___ Data section ___

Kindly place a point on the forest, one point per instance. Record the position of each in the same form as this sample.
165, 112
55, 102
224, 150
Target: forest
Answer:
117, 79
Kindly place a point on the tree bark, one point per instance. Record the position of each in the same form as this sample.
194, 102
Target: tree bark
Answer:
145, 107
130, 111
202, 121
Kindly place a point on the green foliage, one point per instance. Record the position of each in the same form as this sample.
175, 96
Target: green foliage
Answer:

___
___ Data section ___

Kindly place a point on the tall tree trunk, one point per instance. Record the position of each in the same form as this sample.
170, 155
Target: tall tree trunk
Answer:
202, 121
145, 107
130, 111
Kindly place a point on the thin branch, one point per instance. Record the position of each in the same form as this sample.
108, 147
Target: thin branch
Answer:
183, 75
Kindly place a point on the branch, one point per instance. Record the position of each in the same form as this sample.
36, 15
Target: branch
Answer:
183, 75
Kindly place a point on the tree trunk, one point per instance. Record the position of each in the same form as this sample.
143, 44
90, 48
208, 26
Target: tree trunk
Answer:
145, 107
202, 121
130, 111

___

Exercise brief:
Scan the records above and show every line in which the word "trunk" occurs.

Result of this exercise:
Kindly place a point on the tall tree trunk, one point per instance. Record the position of each in the same form as this sample.
Target: tall tree trunk
Kindly place a point on the tree trunk, one point per instance. Record the position of each in the same form as this sample.
Target: tree trunk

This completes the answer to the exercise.